Tekst źródłowy -

• Kino
  • Mapa
  • Ogłoszenia
  • Forum
  • Komunikacja
  • Raport

Odchodzący Gdańsk zatrzymany w kadrze

Katarzyna Moritz
18 grudnia 2008 (artykuł sprzed 15 lat) 
Zakłady Mięsne widziane z mostu na Ołowiance - stan z 14.06.2006 r. Zakłady Mięsne widziane z mostu na Ołowiance - stan z 14.06.2006 r.

Ponad 30 fotografów dwa lata temu uwieczniło gdańskie miejsca, domy, zaułki i detale architektoniczne, których już wkrótce nie będzie. Powstał unikalny album "Gdańsk Odchodzący", który w środę trafił do księgarń.



Na ponad 250 stronach albumu spotkamy świat, w który rzadko zapuszczają się mieszkańcy Gdańska, nie mówiąc o turystach. Te zaklęte rewiry mają jednak unikalne i niepowtarzalne oblicze. Grupa 32 fotografów związanych z Gdańskim Towarzystwem Fotograficznym podjęło się ciężkiej próby zatrzymania tych miejsc w czasie i w kadrze. Na początku tego roku na bazie tych zdjęć w Domu Uphagena zorganizowano wystawę, która cieszyła się ogromnym powodzeniem. Konsekwencją tego sukcesu jest wydany właśnie album "Gdańsk odchodzący".

Okładka albumu Okładka albumu
Pomysłodawcą idei uwiecznienia tego, co niedługo zniknie z naszych oczu jest Adam Fleks z GTF. - Chcieliśmy udokumentować z Gdańska odchodzącego tyle, ile się da. Na pomysł uwiecznienia tego, co przez dziesięciolecia, a niekiedy przez kilkaset lat wrosło w tkankę miejską, wpadłem przejeżdżając w marcu 2006 roku koło burzonego właśnie biurowca przy al. Grunwaldzkiej. Zatrzymałem się i z pewną fascynacją obserwowałem, jak koparka, niczym stalowy dinozaur, wgryza się zębatą łychą w kolejne ściany, odłamując je po kolei. Gąsienice maszyny wdeptywały szczątki w rosnącą coraz wyżej stertę gruzu - wspomina Fleks.

Autorzy często zapuszczali się w najbardziej zaniedbane obszary miasta, takie jak Orunia Dolna, Dolne Miasto czy Letniewo. Wędrowali grupami. - Dzięki temu mogliśmy nie przejmować się dociekliwymi pytaniami młodych ludzi, zainteresowanych głównie ilością posiadanych przez nas aparatów. Jednak częściej spotykaliśmy przyjaźnie nastawionych mieszkańców. Dzięki panu Stasiowi z Łąkowej weszliśmy do zajezdni tramwajowej, gdzie obecnie znajduje się parking - tłumaczy Fleks.

Zdjęcia w albumie przyciągają niecodziennym podejściem do tematu. Autorzy stosują różnorodne techniki. Znajdziemy w albumie zarówno przykłady tradycyjnej fotografii analogowej, technik specjalnych, jak wielokrotna ekspozycja czy odbitki litowe, a także przykłady zdjęć cyfrowych z mniejszym lub większym stopniem ingerencji komputerowej.

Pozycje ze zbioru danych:
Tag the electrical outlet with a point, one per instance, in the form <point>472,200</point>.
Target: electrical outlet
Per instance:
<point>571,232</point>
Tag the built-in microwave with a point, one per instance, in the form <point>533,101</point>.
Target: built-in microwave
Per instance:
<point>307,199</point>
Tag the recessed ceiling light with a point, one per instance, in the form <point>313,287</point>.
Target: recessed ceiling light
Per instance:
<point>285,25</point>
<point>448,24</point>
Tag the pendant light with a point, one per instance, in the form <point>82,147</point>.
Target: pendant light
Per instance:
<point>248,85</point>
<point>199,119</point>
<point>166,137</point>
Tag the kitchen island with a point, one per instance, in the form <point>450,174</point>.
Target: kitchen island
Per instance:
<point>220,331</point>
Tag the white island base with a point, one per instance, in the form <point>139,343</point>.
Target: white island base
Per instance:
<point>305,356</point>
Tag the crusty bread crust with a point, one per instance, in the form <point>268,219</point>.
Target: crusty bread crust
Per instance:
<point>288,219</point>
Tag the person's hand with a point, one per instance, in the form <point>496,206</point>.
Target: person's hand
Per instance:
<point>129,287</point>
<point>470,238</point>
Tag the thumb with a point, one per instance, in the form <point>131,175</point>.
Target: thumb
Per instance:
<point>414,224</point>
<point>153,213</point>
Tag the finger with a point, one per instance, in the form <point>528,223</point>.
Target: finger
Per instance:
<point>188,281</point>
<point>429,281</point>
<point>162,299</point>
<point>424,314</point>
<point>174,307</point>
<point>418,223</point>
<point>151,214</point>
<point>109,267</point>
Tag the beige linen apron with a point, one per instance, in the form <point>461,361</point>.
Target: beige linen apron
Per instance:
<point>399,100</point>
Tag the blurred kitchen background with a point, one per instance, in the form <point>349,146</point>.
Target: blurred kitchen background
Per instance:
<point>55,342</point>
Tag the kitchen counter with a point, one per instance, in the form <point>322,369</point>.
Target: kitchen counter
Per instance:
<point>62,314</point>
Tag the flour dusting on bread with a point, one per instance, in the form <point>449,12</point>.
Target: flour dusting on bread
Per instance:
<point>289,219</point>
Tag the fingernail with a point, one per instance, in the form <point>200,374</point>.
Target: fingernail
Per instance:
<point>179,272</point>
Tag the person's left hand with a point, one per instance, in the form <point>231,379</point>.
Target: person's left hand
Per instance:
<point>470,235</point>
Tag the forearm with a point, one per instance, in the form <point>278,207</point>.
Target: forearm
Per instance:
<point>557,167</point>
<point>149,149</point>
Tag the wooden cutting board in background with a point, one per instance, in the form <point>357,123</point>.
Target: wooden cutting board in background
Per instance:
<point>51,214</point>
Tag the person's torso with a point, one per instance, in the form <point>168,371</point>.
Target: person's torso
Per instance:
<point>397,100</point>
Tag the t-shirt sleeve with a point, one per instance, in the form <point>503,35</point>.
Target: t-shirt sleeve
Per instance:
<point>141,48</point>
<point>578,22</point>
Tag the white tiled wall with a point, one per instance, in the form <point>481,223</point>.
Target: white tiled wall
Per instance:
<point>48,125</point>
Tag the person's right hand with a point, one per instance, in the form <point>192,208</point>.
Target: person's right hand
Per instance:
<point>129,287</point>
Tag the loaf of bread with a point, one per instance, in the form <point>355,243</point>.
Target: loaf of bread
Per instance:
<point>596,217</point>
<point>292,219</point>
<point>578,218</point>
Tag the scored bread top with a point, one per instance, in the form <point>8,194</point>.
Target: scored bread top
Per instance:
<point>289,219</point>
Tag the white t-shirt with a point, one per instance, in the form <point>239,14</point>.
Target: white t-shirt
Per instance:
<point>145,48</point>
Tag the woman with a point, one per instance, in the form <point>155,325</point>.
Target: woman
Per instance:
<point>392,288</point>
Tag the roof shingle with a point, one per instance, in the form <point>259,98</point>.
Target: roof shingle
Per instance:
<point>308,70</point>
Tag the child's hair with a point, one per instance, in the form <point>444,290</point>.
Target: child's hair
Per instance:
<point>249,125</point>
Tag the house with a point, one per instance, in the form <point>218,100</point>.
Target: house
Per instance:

Do zrobienia -
[1] Odpowiedz na pytania do artykułu o albumie „Gdańsk Odchodzący”:
(a) Ilu fotografów związanych z Gdańskim Towarzystwem Fotograficznym podjęło się zatrzymania tych miejsc w kadrze?
(b) Gdzie na początku roku zorganizowano wystawę na bazie tych zdjęć?
(c) Koło jakiego budynku przejeżdżał Adam Fleks w marcu 2006 roku, gdy wpadł na pomysł uwiecznienia odchodzącego Gdańska?
[2] Proszę rozwinąć artykuł o albumie „Gdańsk Odchodzący”, pisząc dalej od jego ostatniego zdania.

Odpowiedzi do zadań -
[1]
(a) 32 fotografów.
(b) W Domu Uphagena.
(c) Koło burzonego biurowca przy al. Grunwaldzkiej.

[2]
- Mam nadzieję, że to jest początek ciekawego cyklu, który razem z wydawcą będziemy kontynuować. Zresztą już 19 stycznia w Domu Uphagena zaprezentujemy wystawę odchodzącej przestrzeni Stoczni Gdańskiej. Ponadto jest do udokumentowania cały Wrzeszcz, Brzeźno, Nowy Port, ale też św. Wojciech, Olszynka, no i Letniewo, które w związku z budową stadionu będzie podlegał przeobrażeniom. Nasza praca jest cenna nie tylko ze względów dokumentalnych. Nie chcemy pokazywać wyłącznie ślicznego Gdańska, tylko też tą drugą stronę rzeczywistości - zapowiada Fleks.
ul. Tuwima ul. Tuwima
Wyspa Spichrzów Wyspa Spichrzów
ul. Wronia ul. Wronia
Album "Gdańsk odchodzący"
Oficyna Wydawnicza FINNA, cena 59 zł.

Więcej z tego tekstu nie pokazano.